TEXTO DE ORIGEM:
────────────────────
Descrever os sonhos de Luís Cabral, que eram descritos na rádio e no Nô Pintcha, e nas obras mirabolantes que eu conheci quase todas, quase me faria "rir" à gargalhada se eu não tivesse trabalhado em oito (8x2) túneis para turistas na Ilha da Madeira.
Até podia "rir à gargalhada" se não viesse a tempo para a tuga a tempo de trabalhar numas estradas com 40 metros de largura e viadutos de 1000 metros no interior de Portugal, para um dia passarem ovelhas e cabras.
Luís Cabral ligou a fábrica do Cumeré à ponte cais de Bissau atravez de um tudo para bombar o óleo de mancarra directamente para os navios para exportar.
Esse tubo como era enterrado nas bolanhas e canal do Ipernal quase ninguem sabe onde passa nem sabe que existe, mas existe porque o vi na saída e conheci os encarregados da obra.
Mas tambem vi um dia no meio de um pinhal um estádio de futebol que parecia um circo abandonado, era o estádio do Beiramar perto de Aveiro.
Como o Luís se enganou e tanta gente se iludiu.
Mário cada vez que vens com as tuas leituras, fico sempre mais reacionário.
Tanto Luís Cabral como eu ainda colonizámos simultaneamente, ele na Guiné eu em Angola, será que eu e ele deixámos o gene da roubalheira e do crime, como ele diz que a culpa é do colonialismo o roubo e o crime?
Cumprimentos
Olá Rosinha,
O Luís Cabral terá posto o dedo na ferida, mas com muito medo para escarafunchar, daí o volte-face final.
Ele sabia da necessidade premente de energia, mas, ainda antes de a dispor, lançou os empreendimentos. Como se deus fosse grande!
Tudo contado, resulta que aprenderam a dar tiros, que aprenderam a viver confortavelmente, e que ainda devem contar com a solidariedade internacional. Como nós aqui: elegemos alarves para governar, sacam a bel-prazer, ficamos passivos perante os dislates, e queremos a solidariedade para continuar a financiar-nos.
Sem regressos ao passado,às vezes também fico meio-reaccionário com dirigentes desta categoria. A Guiné foi uma colónia muito sacrificada, onde a ignorância de uns quantos, os leva a disputar cargos sem noção do rídiculo e da incapacidade. É uma espécie de D.Branca, enquanto houver moedas no saco e balas na câmara.
────────────────────
ENUNCIADO:
Transcreva sem alterações o trecho do texto sobre Luís Cabral que se inicia com as palavras "Descrever os sonhos" e se encerra com "Ilha da Madeira.".

Itens de um conjunto de dados
────────────────────
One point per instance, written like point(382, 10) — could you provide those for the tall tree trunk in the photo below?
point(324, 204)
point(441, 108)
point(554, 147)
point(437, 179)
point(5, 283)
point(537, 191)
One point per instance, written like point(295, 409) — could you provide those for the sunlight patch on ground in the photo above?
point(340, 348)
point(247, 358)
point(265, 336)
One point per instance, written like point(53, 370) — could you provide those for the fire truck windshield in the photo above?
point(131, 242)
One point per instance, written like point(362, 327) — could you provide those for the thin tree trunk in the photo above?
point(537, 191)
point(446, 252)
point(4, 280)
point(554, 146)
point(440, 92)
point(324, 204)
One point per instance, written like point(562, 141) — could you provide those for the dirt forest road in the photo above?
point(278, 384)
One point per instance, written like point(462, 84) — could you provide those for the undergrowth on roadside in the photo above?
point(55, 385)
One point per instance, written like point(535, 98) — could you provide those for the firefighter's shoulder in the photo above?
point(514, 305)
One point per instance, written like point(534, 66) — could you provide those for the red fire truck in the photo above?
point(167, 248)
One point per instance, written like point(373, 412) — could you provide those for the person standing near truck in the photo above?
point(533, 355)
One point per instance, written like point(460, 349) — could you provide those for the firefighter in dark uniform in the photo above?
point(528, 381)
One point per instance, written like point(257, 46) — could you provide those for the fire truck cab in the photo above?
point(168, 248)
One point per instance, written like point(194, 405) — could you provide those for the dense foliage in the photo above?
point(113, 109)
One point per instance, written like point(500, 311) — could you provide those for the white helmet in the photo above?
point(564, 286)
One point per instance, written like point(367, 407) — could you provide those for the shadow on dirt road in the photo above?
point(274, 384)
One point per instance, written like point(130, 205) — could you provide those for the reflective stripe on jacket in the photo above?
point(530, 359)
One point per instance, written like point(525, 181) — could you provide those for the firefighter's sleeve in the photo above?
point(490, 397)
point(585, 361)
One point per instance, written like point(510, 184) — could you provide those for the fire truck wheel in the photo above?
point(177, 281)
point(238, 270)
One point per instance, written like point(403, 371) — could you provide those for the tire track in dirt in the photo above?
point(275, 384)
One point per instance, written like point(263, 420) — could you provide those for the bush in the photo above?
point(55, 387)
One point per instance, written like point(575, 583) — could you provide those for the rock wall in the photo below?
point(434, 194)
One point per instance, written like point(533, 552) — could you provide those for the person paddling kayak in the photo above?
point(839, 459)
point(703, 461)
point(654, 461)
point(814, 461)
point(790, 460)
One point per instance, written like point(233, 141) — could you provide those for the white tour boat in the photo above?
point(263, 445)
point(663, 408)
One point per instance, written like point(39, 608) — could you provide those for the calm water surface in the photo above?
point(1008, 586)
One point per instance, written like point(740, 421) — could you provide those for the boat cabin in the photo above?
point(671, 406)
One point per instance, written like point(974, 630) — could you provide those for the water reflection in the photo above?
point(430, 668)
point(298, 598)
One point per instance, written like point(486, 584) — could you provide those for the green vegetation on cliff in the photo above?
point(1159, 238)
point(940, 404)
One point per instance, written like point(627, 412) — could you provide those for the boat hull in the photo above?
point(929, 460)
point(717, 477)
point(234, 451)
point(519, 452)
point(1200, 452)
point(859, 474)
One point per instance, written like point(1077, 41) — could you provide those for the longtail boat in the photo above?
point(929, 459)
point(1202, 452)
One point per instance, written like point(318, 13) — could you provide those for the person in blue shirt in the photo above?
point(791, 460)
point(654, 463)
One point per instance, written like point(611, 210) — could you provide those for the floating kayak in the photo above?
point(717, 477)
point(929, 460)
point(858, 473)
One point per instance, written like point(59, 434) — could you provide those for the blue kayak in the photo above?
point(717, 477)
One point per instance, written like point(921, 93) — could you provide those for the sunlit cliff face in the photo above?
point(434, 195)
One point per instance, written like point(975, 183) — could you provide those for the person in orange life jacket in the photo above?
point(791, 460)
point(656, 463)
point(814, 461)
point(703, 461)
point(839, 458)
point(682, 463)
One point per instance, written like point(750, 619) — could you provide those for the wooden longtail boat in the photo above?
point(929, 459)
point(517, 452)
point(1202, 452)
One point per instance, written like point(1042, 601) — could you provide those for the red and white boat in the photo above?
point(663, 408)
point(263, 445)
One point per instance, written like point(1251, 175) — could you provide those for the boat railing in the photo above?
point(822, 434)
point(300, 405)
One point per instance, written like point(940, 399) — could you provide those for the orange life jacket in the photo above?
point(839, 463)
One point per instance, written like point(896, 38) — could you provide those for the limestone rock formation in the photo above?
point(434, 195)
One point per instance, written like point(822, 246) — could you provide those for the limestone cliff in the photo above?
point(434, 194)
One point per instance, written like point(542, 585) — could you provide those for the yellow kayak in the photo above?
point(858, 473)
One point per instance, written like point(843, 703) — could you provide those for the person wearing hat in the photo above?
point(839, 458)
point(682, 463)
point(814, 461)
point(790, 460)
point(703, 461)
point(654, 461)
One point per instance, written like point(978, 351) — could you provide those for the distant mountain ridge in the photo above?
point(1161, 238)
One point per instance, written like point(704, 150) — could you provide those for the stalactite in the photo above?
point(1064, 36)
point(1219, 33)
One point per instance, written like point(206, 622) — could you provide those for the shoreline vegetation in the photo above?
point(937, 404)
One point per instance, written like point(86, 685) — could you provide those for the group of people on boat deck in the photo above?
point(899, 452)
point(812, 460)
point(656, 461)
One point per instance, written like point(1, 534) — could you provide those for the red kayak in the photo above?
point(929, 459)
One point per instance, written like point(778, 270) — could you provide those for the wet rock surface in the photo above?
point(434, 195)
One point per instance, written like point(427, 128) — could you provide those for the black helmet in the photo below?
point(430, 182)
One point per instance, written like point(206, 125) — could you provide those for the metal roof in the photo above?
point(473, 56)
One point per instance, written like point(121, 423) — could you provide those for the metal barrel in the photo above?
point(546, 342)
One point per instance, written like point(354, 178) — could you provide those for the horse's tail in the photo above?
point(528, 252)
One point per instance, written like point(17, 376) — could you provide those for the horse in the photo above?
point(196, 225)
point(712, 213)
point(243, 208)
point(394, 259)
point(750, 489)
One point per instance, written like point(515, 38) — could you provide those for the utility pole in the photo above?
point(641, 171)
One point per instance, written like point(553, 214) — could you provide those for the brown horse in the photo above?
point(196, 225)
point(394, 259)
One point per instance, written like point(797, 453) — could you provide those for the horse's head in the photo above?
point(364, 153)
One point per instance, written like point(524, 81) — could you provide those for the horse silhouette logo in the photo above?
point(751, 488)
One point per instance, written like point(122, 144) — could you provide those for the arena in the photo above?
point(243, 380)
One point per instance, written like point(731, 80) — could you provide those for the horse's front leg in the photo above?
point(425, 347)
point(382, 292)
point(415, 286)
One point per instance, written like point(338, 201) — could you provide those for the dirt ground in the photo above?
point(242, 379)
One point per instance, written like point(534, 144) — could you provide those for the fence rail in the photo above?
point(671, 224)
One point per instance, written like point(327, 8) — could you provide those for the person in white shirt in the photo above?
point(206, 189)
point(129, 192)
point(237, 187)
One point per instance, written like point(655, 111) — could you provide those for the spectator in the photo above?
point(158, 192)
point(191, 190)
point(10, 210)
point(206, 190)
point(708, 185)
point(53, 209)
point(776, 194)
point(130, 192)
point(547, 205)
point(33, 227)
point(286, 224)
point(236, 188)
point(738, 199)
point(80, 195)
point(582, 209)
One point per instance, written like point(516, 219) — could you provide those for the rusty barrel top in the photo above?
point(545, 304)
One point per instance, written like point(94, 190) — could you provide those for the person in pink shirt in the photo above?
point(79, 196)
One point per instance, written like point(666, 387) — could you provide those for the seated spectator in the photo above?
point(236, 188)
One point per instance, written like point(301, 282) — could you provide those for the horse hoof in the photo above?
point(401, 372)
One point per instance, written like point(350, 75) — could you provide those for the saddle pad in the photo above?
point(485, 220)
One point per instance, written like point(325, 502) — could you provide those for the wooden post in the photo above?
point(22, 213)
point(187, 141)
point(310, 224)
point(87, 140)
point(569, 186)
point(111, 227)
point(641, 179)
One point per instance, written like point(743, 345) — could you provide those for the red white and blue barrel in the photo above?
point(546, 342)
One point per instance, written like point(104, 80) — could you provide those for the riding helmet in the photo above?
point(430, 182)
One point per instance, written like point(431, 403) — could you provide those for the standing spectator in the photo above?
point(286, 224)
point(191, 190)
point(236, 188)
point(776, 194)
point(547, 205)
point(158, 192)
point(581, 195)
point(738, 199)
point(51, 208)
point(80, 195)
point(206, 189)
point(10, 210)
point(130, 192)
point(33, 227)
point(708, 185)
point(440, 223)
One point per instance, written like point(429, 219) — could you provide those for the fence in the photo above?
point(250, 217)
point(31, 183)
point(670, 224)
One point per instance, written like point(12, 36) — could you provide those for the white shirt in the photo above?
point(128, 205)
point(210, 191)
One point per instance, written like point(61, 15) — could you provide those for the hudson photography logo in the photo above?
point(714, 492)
────────────────────
RESPOSTA:
Descrever os sonhos de Luís Cabral, que eram descritos na rádio e no Nô Pintcha, e nas obras mirabolantes que eu conheci quase todas, quase me faria "rir" à gargalhada se eu não tivesse trabalhado em oito (8x2) túneis para turistas na Ilha da Madeira.